• _Directions_
[1] In the blog post about lemon and lavender cookies, why did the writer browse a food blog for another recipe? Answer in one to three sentences.
[2] List every proper name of a shop, place, person, or blog that appears in the blog post about lemon and lavender cookies.
[3] Rewrite the paragraph of the blog post about lemon and lavender cookies that begins "This week I had the opportunity" as a short bulleted list that keeps its main facts.

** Start Document **

Lemon & Lavender Cookies

lemon and lavender cookies

This week I had the opportunity to bake some sweet treats for the lovely Thistle & Clover boutique in Fort Greene, Brooklyn. The awesome ladies who run this adorable shop hosted a trunk show with two of their fantastic designers, Jene DeSpain and Guy French, and I made some cute cookies and brownies to satisfy the hungry after work crowd browsing the gorgeous jewels and blazers on display. After deciding on almond butter lapsang brownies, I thought I might browse one of my favorite food blogs for a second, less chocolaty idea and so I came across these lemon and lavender cookies on Elana’s Pantry.

** End Document **
** Start Entries provided **

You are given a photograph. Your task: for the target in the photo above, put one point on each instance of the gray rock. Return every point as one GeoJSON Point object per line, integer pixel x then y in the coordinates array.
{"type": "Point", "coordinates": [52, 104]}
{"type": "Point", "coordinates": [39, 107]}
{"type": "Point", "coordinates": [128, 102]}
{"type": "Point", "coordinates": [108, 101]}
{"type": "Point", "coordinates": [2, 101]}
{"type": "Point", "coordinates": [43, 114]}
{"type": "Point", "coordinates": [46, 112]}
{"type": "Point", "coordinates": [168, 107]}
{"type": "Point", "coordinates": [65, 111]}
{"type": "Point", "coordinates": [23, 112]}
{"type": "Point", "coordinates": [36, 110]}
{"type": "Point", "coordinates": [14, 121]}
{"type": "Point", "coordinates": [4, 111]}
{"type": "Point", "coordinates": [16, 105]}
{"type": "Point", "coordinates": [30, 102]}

** End Entries provided **

• _Complete answers_
[1] The writer had already decided on almond butter lapsang brownies and wanted a second idea that was less chocolaty. That search led to the lemon and lavender cookies on Elana’s Pantry.

[2]
- Thistle & Clover
- Fort Greene
- Brooklyn
- Jene DeSpain
- Guy French
- Elana’s Pantry

[3]
- This week the writer baked treats for Thistle & Clover, a boutique in Fort Greene, Brooklyn.
- The shop hosted a trunk show with two designers, Jene DeSpain and Guy French.
- The cookies and brownies were meant for the after-work crowd browsing the jewels and blazers on display.
- The writer first chose almond butter lapsang brownies.
- Looking for a second, less chocolaty idea, the writer found lemon and lavender cookies on the food blog Elana’s Pantry.